(Records from a point annotation dataset)
---*---

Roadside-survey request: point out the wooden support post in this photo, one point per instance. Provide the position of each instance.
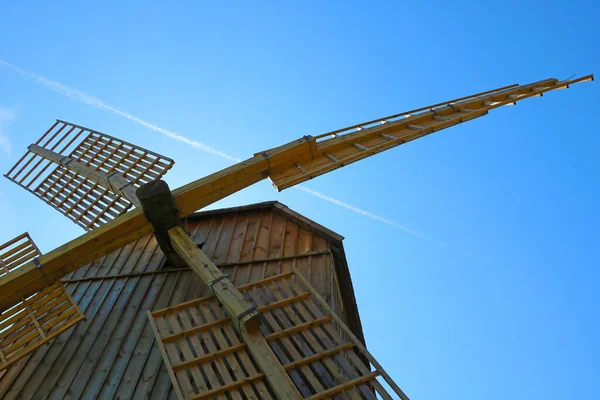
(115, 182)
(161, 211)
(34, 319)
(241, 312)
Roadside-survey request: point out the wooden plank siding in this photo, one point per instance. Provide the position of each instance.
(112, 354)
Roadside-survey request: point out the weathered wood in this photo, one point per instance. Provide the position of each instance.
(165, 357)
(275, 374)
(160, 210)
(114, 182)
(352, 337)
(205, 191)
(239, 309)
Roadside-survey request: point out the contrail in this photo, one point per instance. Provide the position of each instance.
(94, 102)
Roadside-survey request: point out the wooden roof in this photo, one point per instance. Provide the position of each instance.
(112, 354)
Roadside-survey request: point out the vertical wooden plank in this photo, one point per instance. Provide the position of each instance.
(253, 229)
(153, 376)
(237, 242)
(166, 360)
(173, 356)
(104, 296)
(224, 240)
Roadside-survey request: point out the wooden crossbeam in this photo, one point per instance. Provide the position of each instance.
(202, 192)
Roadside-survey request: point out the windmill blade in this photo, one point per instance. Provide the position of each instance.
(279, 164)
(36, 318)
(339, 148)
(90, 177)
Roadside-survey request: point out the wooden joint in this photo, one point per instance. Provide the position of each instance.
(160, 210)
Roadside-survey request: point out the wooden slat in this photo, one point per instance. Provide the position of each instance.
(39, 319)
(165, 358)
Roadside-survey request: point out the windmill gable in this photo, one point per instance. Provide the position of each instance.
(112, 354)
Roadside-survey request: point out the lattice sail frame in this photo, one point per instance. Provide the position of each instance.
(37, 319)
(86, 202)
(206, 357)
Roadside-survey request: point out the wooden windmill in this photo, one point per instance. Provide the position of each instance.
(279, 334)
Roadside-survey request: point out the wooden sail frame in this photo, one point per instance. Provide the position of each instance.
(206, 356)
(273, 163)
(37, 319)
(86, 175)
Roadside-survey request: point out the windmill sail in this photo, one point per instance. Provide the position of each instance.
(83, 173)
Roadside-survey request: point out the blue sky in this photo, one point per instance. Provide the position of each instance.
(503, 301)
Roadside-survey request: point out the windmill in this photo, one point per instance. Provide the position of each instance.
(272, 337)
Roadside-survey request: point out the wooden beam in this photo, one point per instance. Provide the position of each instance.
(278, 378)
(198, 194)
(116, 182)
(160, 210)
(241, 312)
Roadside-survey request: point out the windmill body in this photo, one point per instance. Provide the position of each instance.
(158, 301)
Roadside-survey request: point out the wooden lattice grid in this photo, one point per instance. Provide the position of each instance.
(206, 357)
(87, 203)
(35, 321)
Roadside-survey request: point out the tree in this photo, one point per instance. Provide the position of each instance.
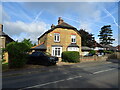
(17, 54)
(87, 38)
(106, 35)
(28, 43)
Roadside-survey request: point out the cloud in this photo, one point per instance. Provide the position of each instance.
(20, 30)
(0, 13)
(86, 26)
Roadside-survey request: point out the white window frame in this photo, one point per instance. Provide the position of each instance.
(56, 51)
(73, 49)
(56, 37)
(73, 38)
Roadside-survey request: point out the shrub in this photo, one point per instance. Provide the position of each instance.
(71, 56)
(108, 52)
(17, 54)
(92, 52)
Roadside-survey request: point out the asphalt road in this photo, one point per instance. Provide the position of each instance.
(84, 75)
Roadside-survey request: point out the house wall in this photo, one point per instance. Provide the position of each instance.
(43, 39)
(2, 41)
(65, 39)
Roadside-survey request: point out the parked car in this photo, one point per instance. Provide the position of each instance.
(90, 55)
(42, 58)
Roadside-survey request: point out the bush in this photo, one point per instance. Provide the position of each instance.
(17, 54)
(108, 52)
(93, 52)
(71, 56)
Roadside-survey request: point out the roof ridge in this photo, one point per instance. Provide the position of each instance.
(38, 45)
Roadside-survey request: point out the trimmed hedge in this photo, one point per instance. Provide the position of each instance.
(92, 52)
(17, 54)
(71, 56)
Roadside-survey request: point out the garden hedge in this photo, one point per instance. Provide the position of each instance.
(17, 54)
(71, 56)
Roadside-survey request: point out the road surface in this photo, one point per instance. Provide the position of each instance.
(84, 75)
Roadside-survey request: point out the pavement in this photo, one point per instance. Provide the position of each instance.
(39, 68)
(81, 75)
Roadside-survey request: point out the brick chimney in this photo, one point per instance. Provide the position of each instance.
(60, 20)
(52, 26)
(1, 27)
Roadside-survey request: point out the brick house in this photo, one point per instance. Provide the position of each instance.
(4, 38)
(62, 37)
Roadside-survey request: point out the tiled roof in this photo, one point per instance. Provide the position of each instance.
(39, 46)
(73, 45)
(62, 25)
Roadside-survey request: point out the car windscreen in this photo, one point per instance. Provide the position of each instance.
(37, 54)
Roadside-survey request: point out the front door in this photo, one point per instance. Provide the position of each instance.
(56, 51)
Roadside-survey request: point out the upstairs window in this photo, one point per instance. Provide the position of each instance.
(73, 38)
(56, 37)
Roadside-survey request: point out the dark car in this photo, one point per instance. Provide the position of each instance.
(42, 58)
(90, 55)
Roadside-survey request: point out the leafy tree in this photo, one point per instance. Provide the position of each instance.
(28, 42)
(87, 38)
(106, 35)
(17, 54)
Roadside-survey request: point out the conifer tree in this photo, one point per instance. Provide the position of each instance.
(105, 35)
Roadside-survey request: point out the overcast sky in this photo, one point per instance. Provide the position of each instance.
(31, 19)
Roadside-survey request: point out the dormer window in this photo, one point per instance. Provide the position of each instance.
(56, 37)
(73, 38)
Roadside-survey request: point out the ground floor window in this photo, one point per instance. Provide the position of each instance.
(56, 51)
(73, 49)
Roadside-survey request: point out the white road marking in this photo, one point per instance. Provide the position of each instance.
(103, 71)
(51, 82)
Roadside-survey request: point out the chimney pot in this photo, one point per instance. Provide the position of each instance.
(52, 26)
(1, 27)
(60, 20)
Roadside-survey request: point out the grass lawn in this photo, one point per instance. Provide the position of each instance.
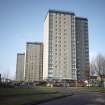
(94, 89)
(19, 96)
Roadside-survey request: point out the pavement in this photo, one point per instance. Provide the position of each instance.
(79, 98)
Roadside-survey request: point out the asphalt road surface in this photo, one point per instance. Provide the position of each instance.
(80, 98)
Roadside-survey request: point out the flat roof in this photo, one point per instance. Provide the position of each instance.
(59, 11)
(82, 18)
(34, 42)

---*---

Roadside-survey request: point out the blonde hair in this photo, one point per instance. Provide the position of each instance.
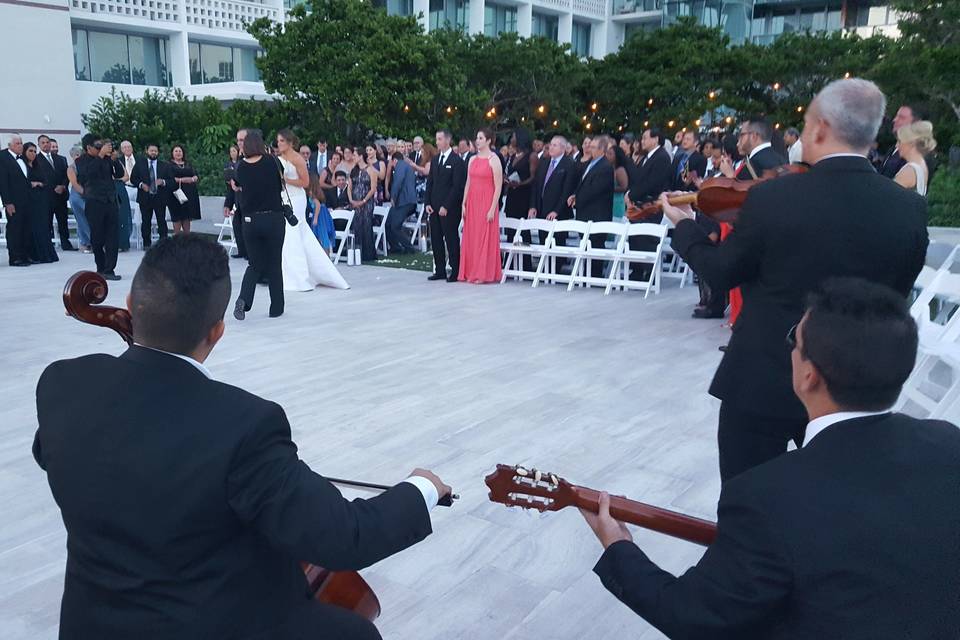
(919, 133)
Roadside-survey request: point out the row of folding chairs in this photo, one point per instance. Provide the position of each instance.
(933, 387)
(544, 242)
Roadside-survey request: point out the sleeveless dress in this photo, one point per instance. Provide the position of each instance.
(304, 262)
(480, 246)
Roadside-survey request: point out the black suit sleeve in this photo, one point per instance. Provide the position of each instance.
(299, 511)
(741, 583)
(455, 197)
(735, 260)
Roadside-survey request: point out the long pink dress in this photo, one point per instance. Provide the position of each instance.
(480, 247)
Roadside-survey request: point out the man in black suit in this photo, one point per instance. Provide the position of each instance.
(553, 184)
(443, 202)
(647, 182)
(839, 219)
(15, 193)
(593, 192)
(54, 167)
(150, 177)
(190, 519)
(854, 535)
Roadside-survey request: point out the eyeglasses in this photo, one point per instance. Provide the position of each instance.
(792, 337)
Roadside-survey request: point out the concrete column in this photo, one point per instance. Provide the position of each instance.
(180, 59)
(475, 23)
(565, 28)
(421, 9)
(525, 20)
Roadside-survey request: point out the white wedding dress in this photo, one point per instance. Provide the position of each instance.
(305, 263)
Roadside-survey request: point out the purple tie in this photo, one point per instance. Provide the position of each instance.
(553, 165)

---*---

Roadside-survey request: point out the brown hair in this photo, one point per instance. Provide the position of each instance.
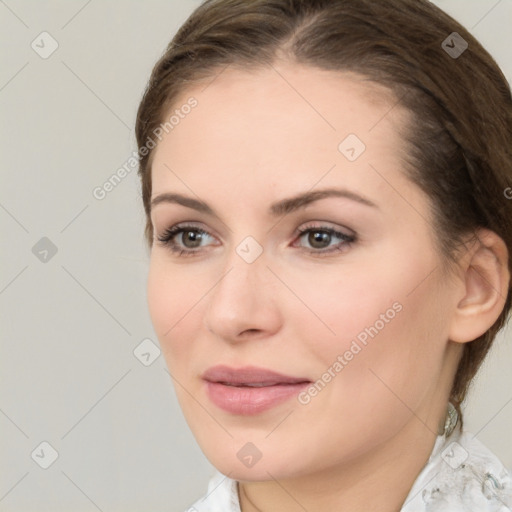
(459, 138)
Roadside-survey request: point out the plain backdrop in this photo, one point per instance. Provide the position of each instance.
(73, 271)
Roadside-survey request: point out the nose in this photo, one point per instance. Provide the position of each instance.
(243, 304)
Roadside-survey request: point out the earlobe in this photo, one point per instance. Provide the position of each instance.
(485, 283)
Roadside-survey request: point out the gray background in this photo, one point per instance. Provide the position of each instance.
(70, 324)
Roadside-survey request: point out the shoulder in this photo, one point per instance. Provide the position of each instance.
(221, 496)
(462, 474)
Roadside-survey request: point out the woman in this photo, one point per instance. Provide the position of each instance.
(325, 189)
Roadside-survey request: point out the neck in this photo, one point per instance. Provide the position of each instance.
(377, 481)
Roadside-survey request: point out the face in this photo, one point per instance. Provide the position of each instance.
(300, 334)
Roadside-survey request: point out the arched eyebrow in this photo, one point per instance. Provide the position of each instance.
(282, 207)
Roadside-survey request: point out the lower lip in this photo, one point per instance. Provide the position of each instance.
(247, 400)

---*---

-- To be done --
Locate each line in the records above that contains the word "asphalt", and copy those lines in full, treating uppercase and lowercase as different.

-- Complete answer --
Roadside-survey request: point out the asphalt road in this photo, one point per instance. Provide the position of each instance.
Roadside-survey request: point out the asphalt road surface in this photo, one point per instance. Provide the position of each instance.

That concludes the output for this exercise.